(Pointing entries for named objects)

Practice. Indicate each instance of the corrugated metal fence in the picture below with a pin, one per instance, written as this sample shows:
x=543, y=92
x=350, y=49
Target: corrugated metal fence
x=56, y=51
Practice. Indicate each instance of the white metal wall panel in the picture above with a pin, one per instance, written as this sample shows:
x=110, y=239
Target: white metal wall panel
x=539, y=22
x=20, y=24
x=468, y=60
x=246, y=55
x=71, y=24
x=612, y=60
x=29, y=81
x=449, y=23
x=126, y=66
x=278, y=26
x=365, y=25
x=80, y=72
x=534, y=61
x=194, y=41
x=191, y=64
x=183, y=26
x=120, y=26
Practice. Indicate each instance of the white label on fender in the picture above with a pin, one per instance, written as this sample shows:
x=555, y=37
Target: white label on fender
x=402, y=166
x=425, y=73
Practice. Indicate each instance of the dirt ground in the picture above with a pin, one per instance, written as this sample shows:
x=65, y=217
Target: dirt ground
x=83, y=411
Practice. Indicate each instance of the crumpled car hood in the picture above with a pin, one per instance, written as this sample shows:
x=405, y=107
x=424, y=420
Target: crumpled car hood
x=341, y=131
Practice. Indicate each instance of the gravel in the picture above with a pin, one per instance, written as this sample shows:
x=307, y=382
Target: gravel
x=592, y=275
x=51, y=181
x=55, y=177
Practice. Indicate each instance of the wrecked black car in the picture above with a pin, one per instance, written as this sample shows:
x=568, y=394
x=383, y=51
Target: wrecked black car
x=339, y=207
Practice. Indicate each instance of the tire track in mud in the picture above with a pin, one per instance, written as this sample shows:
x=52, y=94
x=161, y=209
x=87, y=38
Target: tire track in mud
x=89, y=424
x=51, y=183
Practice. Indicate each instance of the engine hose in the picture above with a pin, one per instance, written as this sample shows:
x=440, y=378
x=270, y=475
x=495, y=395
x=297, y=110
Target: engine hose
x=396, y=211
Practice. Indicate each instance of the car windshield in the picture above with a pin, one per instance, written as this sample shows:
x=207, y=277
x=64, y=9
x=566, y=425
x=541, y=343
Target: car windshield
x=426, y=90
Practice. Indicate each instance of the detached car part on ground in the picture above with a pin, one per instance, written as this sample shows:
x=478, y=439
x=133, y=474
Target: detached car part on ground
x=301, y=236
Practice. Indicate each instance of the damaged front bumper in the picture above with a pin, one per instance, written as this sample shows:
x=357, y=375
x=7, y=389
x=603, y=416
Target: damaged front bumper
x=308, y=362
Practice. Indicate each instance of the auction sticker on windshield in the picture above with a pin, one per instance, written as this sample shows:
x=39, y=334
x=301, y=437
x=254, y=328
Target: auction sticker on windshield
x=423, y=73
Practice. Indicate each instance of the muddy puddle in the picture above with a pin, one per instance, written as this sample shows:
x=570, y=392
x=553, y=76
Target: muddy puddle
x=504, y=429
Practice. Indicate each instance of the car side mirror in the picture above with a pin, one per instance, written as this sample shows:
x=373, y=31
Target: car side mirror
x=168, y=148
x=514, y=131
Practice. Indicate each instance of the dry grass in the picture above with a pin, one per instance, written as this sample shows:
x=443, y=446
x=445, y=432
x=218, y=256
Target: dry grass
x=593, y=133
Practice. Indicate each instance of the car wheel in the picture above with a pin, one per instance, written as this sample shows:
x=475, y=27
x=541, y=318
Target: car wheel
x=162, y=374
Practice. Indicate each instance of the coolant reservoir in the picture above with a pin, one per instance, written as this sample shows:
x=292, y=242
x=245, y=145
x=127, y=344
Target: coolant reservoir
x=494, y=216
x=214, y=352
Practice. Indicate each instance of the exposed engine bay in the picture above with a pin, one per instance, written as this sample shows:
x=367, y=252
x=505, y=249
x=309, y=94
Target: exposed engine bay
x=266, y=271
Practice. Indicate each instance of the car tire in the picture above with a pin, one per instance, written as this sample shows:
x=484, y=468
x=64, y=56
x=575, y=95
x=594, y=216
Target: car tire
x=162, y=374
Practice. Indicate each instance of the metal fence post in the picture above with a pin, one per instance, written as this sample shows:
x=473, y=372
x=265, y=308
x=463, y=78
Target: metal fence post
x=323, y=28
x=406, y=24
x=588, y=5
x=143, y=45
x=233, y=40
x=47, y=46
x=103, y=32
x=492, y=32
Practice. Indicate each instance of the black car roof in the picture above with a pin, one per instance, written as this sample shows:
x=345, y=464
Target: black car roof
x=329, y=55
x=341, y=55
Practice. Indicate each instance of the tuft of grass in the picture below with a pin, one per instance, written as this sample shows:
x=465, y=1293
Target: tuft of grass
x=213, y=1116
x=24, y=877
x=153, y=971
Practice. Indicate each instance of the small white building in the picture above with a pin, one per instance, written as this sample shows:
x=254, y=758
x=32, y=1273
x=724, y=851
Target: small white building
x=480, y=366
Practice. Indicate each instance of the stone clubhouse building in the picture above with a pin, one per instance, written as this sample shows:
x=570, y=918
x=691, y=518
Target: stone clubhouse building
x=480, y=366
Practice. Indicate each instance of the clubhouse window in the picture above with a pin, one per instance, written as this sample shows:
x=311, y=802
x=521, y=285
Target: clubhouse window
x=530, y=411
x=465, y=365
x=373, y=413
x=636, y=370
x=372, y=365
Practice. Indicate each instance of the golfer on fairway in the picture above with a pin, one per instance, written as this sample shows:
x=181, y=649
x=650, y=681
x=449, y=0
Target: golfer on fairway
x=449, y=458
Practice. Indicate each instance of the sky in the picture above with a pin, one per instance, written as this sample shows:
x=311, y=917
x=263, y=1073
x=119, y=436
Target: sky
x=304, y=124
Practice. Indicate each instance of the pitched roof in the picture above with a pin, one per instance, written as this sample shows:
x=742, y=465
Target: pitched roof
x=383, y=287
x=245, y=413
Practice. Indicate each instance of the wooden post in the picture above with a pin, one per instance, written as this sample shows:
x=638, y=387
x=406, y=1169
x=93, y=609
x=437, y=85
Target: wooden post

→ Description of the task:
Recast every line of the records above as a numbered list, omitting any blank lines.

→ Exercise answer:
1. Practice. Indicate each instance of the corrugated metal fence in the picture below with a pin, one per instance, written as this sample shows:
2. x=543, y=92
3. x=350, y=49
4. Target: corrugated metal fence
5. x=56, y=51
6. Practice. Indicate each instance of the white metal wall panel in the picture above with a pin, one per instance, written as this sample shows:
7. x=110, y=239
8. Target: white metal wall panel
9. x=539, y=22
10. x=20, y=24
11. x=468, y=60
12. x=246, y=55
13. x=71, y=24
14. x=612, y=60
15. x=29, y=81
16. x=449, y=23
17. x=126, y=66
18. x=278, y=26
19. x=365, y=25
20. x=80, y=72
21. x=534, y=61
22. x=194, y=41
23. x=191, y=64
24. x=183, y=26
25. x=120, y=26
26. Practice. Indicate each instance of the white label on fender in the picture above with a pin, one per instance, written as this sample shows:
27. x=555, y=37
28. Target: white label on fender
29. x=402, y=166
30. x=425, y=73
31. Practice. Indicate each instance of the dirt ground in the picture above with a pin, one per instance, written as this sample shows:
32. x=65, y=217
33. Target: dirt ground
34. x=83, y=411
35. Practice. Indicate each instance of the crumpled car hood in the picture above with a pin, one per instance, written as this sample shows:
36. x=405, y=107
37. x=424, y=420
38. Target: crumpled car hood
39. x=341, y=131
40. Practice. Indicate each instance of the gravel in the picture above with a pin, one per instance, written as this sample shows:
41. x=307, y=382
42. Target: gravel
43. x=592, y=275
44. x=51, y=181
45. x=55, y=177
46. Practice. Indicate each instance of the wrecked black car in the picture above with a pin, one per instance, written as this sample shows:
47. x=568, y=394
48. x=383, y=51
49. Target: wrecked black car
50. x=339, y=207
51. Practice. Indicate each instance of the tire track in mud in the picture above with a pin, one per instance, written as this sample shows:
52. x=52, y=94
53. x=161, y=209
54. x=87, y=38
55. Target: tire track in mud
56. x=89, y=424
57. x=51, y=183
58. Practice. Indicate each instance of the engine hose in the picture above with a pin, one per instance, written as this sample shows:
59. x=440, y=378
60. x=270, y=475
61. x=495, y=395
62. x=297, y=110
63. Target: engine hose
64. x=396, y=211
65. Practice. Indicate each instance of the car windshield in the picture above with a pin, one per instance, written as this sample shows:
66. x=207, y=277
67. x=64, y=9
68. x=566, y=425
69. x=541, y=343
70. Target: car windshield
71. x=426, y=90
72. Practice. Indicate each instance of the detached car part on ground in the picture above with a pin, one per instance, written as this sample shows:
73. x=478, y=439
74. x=133, y=474
75. Target: detached car part on ground
76. x=301, y=236
77. Practice. Indicate each instance of the damaged front bumper in the picture above with a pin, one per instance, written as this sample shows:
78. x=357, y=375
79. x=7, y=389
80. x=603, y=416
81. Target: damaged front bumper
82. x=308, y=362
83. Practice. Indicate each instance of the auction sticker on windshield in the picture above with a pin, one per instance, written as this sample shows:
84. x=39, y=334
85. x=301, y=437
86. x=254, y=328
87. Target: auction sticker on windshield
88. x=423, y=73
89. Practice. Indicate each instance of the muddy puddle in the picture above with a pin, one per instance, written as this sample shows:
90. x=570, y=392
91. x=553, y=76
92. Target: muddy puddle
93. x=504, y=429
94. Practice. Indicate each instance of the car side mirror in the picture above with a pin, one per instance, written as this sample shows:
95. x=373, y=31
96. Target: car side mirror
97. x=168, y=148
98. x=514, y=131
99. Practice. Indicate each instance of the dry grass in the picture above with a pin, one per instance, written as this sample shows:
100. x=443, y=446
101. x=445, y=432
102. x=218, y=256
103. Target: dry grass
104. x=593, y=133
105. Practice. Indicate each instance of the car wheel in the picture above with a pin, one per instance, written as this sample shows:
106. x=475, y=27
107. x=541, y=318
108. Target: car wheel
109. x=162, y=374
110. Practice. Indicate each instance of the coolant reservoir in the picture above with a pin, one per instance, written as this sample shows:
111. x=292, y=242
112. x=245, y=145
113. x=127, y=344
114. Target: coolant reservoir
115. x=494, y=216
116. x=214, y=352
117. Practice. Indicate each instance of the exposed engine bay in the picture above with a pin, one per instance, written as this sample shows:
118. x=367, y=252
119. x=505, y=249
120. x=309, y=94
121. Target: exposed engine bay
122. x=266, y=271
123. Practice. Indicate each instance of the car tire in the picture above with a pin, one per instance, written as this sample shows:
124. x=484, y=468
125. x=64, y=56
126. x=575, y=95
127. x=594, y=216
128. Target: car tire
129. x=162, y=374
130. Practice. Indicate each instance of the metal fence post in the picture above with a pin, one per instance, written as this sample shows:
131. x=473, y=372
132. x=265, y=308
133. x=463, y=78
134. Target: metal fence post
135. x=323, y=28
136. x=406, y=24
137. x=588, y=5
138. x=143, y=45
139. x=233, y=40
140. x=47, y=46
141. x=103, y=32
142. x=492, y=32
143. Practice. Indicate each instance of the black car roof in the picture above with a pin, one per instance, written as this sample shows:
144. x=345, y=464
145. Target: black car roof
146. x=329, y=55
147. x=341, y=55
148. Practice. Indicate each instance of the tuft of grass in the picture below with a pin, one per instance, written as this sample shows:
149. x=465, y=1293
150. Target: tuft of grass
151. x=213, y=1116
152. x=24, y=877
153. x=153, y=971
154. Practice. Indicate each instance of the small white building in the picture above with a pin, one per instance, written as this sample shows:
155. x=254, y=758
156. x=32, y=1273
157. x=724, y=851
158. Target: small white building
159. x=480, y=366
160. Practice. Indicate each instance of the stone clubhouse building in the picture above with a pin, one per instance, written as this sample shows:
161. x=570, y=918
162. x=691, y=518
163. Target: stone clubhouse building
164. x=480, y=366
165. Practice. Indicate each instance of the clubhouse window in the picture above with a pin, one per instance, written as this sample shows:
166. x=311, y=802
167. x=521, y=285
168. Target: clubhouse window
169. x=530, y=411
170. x=465, y=365
171. x=373, y=413
172. x=636, y=370
173. x=372, y=365
174. Practice. Indicate each instance of the golfer on fairway in the picture above with a pin, one per instance, written as this sample shows:
175. x=181, y=649
176. x=650, y=681
177. x=449, y=0
178. Target: golfer on fairway
179. x=449, y=458
180. Practice. Indicate each instance of the sky in the picture above with a pin, one per instance, written as this sample shows:
181. x=311, y=917
182. x=263, y=1073
183. x=119, y=436
184. Target: sky
185. x=304, y=124
186. Practice. Indicate each instance of the pitched roof in the picture above with a pin, one per instance, written as this sample shows:
187. x=742, y=465
188. Target: pitched roof
189. x=383, y=287
190. x=245, y=413
191. Practice. Indicate each instance of the wooden post in the picture above with a pin, one per instance, written as this sample shows:
192. x=638, y=387
193. x=406, y=1169
194. x=93, y=609
195. x=437, y=85
196. Target: wooden post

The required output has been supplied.